Poursuivez l'article ci-dessous sur le deepfake de Michel Barnier en reprenant juste après sa dernière phrase.

══ Texte de l'exercice

Une vidéo TikTok montrant Michel Barnier annoncer l'installation de boîtiers connectés dans les voitures pour taxer les kilomètres parcourus affole les réseaux sociaux. Il s'agit en réalité d'un deepfake créé par intelligence artificielle.
Le projet de loi de finances 2025 inquiète aussi bien les observateurs que les internautes, notamment à cause d'une vidéo vue près de 2 millions de fois sur TikTok en un peu plus d'une semaine. On y voit le Premier ministre Michel Barnier annoncer sur TF1 l'installation obligatoire de boîtiers connectés dans les véhicules pour taxer chaque kilomètre parcouru à hauteur de 0,5 centime, autrement dit la pose d'un mouchard. Une annonce qui a provoqué un tollé... avant d'être démasquée comme une création par IA.
Anatomie d'un deepfake viral sur l'installation d'un mouchard dans les voitures
La vidéo en question, publiée par le compte l_ochju_corsu sur le réseau social TikTok, met en scène un échange entre la journaliste Anne-Claire Coudray et Michel Barnier, lors du 20 Heures de TF1. Si les images sont authentiques, puisque issues d'une interview du 6 septembre dernier, les voix ont été habilement manipulées grâce à des logiciels d'intelligence artificielle disponibles en ligne. Le créateur lui-même confirme la simplicité déconcertante de cette manipulation.
Malgré la mention « contenu parodique » en introduction de la vidéo et la nature humoristique revendiquée du compte (qui se dit « Humours parodie IA »), de nombreux internautes ont pris l'information au pied de la lettre. La qualité troublante du montage y est évidemment pour beaucoup : les voix sont, il faut le dire, parfaitement reproduites et le contexte du projet de loi de finances 2025, qui pourrait aboutir au prélèvement de nouvelles recettes fiscales, rend la manipulation particulièrement crédible.

════
══ Données enregistrées

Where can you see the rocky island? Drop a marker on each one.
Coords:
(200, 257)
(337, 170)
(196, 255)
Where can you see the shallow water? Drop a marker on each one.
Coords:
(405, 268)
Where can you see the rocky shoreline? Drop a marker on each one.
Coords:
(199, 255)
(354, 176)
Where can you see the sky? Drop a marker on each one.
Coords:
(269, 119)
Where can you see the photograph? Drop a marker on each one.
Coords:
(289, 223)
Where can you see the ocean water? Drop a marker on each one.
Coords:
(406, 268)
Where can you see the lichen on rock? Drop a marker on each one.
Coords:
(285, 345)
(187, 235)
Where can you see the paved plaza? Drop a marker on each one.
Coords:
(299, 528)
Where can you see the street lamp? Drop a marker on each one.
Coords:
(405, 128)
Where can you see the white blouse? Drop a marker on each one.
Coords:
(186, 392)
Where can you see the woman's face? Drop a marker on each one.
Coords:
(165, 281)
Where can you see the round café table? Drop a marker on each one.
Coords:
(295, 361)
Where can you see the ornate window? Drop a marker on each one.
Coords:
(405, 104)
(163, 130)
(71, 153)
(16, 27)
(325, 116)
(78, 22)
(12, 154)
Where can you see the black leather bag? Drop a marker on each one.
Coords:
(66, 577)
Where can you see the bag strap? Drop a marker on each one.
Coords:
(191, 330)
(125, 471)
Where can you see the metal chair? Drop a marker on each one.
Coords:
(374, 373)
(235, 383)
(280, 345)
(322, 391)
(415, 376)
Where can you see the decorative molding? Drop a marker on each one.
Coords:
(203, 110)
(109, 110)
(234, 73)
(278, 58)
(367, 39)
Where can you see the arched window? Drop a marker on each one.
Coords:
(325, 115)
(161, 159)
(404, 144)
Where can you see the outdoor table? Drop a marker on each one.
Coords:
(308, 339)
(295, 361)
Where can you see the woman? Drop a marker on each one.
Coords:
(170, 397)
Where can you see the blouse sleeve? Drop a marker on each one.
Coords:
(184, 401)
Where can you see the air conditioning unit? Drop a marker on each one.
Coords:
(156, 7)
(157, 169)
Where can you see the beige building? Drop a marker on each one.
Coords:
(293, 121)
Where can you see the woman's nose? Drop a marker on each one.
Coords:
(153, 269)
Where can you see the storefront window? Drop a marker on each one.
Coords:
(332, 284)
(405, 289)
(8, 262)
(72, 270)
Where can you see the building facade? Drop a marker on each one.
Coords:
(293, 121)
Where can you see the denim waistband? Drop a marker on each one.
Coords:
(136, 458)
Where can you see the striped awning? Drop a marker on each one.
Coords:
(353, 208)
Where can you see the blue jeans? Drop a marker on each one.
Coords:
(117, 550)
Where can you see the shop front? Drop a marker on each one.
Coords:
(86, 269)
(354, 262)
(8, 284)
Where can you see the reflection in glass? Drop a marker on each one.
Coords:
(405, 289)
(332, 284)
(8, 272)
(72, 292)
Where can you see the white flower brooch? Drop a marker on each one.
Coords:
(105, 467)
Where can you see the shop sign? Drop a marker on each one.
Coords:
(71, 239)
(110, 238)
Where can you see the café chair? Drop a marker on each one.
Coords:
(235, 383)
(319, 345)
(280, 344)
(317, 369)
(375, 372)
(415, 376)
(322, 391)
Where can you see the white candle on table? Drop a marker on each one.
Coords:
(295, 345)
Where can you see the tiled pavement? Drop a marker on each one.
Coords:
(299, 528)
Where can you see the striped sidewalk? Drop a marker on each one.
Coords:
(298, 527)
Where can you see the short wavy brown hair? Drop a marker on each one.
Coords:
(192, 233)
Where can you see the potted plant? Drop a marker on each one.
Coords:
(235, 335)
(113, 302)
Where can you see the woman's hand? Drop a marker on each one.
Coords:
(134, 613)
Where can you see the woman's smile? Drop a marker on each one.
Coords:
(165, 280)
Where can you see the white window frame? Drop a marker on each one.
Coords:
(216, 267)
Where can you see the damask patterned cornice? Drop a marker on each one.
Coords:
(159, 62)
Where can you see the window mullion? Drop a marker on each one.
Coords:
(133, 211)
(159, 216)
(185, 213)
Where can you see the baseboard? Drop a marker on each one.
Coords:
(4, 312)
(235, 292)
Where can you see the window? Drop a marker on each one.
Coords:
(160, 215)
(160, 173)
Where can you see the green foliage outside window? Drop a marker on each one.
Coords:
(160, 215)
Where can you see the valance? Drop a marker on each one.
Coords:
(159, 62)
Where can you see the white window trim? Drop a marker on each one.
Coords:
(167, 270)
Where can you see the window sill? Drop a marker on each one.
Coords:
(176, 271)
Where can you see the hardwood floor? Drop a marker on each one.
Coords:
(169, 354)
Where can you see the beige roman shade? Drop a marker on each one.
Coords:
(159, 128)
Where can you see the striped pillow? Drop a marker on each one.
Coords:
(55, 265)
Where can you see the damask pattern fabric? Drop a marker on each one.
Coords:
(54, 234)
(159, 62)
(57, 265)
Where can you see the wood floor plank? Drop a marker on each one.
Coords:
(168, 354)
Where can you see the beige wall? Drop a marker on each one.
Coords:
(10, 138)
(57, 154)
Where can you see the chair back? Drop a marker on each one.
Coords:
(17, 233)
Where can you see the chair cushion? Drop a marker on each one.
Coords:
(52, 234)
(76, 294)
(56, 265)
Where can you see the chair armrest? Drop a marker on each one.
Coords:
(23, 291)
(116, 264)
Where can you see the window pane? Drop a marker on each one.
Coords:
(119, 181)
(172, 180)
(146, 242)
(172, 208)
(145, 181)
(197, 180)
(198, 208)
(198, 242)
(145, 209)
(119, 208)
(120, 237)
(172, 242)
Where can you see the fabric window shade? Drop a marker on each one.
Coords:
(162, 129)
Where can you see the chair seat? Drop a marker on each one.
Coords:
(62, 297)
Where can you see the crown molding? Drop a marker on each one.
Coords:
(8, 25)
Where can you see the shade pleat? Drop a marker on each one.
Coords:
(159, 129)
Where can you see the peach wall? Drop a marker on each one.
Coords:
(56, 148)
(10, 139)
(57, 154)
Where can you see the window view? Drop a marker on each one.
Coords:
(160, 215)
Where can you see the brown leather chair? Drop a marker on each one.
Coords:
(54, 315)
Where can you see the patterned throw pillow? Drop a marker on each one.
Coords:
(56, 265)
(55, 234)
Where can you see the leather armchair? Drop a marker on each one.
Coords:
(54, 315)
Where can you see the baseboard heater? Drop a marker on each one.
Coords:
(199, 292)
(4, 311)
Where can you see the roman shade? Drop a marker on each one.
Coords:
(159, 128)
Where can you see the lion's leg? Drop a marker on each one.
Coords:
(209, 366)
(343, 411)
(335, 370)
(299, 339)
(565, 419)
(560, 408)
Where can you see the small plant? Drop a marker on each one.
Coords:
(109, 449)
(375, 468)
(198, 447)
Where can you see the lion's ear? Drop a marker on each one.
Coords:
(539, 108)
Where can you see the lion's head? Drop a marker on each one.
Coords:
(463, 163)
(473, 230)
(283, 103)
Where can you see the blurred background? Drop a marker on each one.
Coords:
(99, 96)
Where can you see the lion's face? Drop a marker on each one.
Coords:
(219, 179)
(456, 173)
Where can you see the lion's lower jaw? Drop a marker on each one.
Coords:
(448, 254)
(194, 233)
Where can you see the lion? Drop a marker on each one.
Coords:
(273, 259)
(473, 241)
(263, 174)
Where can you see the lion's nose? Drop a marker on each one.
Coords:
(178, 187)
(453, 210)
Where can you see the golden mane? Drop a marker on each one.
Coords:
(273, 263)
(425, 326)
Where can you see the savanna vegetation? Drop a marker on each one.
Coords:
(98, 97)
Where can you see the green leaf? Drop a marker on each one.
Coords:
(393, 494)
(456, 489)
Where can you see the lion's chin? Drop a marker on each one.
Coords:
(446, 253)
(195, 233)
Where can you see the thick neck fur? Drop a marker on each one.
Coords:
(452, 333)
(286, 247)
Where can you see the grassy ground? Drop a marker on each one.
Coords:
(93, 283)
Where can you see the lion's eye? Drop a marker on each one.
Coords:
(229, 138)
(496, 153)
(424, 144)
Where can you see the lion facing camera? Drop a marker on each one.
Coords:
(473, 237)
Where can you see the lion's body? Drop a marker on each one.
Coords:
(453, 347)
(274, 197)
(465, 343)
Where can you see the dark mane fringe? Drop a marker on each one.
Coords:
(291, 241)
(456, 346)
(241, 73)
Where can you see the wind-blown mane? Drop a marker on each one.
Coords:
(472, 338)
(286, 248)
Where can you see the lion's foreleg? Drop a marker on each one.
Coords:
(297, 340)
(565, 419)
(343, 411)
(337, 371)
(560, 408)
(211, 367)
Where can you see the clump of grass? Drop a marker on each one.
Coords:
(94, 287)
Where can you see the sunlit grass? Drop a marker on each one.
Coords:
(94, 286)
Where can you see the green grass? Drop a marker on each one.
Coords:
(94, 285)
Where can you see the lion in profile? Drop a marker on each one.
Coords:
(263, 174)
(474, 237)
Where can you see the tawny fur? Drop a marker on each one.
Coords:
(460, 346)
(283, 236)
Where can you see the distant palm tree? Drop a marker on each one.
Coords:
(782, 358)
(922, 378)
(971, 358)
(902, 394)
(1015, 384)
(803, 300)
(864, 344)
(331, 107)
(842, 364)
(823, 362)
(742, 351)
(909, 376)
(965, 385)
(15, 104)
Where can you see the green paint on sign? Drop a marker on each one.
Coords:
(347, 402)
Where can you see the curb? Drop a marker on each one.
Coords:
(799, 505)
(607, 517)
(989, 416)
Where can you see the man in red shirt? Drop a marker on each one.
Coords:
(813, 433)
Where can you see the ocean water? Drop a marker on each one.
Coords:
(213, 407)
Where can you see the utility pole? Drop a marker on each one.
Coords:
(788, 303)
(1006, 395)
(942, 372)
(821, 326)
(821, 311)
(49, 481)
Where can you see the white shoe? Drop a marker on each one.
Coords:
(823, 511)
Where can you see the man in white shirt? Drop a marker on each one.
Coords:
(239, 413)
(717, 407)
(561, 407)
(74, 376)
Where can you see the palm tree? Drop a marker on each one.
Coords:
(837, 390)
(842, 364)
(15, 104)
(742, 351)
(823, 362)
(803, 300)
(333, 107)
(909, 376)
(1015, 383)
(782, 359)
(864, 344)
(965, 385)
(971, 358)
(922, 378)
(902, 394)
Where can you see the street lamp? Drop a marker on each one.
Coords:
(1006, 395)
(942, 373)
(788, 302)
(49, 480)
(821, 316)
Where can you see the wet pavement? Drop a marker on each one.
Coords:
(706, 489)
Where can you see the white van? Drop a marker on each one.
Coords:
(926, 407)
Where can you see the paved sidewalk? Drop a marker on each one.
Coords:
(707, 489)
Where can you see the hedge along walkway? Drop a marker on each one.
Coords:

════

• [Corrigé]
Le phénomène s'est rapidement amplifié avec la reprise massive de la vidéo par d'autres comptes TikTok, qui sont nombreux à avoir oublié, parfois délibérément, comme pour participer à la mascarade, de mentionner la nature parodique du contenu. Le compte Lemercenair, par exemple, a généré près de 160 000 vues avec cette désinformation. La plateforme, restée passive face aux signalements qui se multiplient, estime que ces contenus ne violent pas ses « consignes communautaires ».
Une alerte sur la propagation des deepfakes
Ce nouveau bad buzz illustre la démocratisation inquiétante des deepfakes et deepvoices, ces contenus manipulés par intelligence artificielle. Le créateur de la vidéo admet avoir utilisé des outils payants, certes, mais aisément accessibles en ligne. On peut d'ailleurs s'interroger sur la facilité déconcertante avec laquelle n'importe qui peut désormais créer des contenus trompeurs d'apparence authentique.
La viralité de cette fausse information attire une fois de plus l'attention sur les limites de la modération sur les réseaux sociaux. Malgré l'évidence de la manipulation et les nombreux signalements, un vide juridique évident permet à TikTok de refuser d'intervenir. Que doit-on penser de cela, alors que la désinformation par deepfake devient un enjeu majeur de notre consommation d'information en ligne ?
Pour les internautes, le problème pousse d'autant plus à la vigilance. Sans franche régulation dans les mois ou les années à venir, il va falloir prendre le réflexe de, systématiquement ou presque, vérifier les sources d'information, particulièrement lorsqu'il s'agit de contenus sensationnels ou polémiques, touchant par exemple au pouvoir d'achat. Et si certains en doutaient encore, non, le gouvernement Barnier n'installera pas de mouchard dans nos voitures.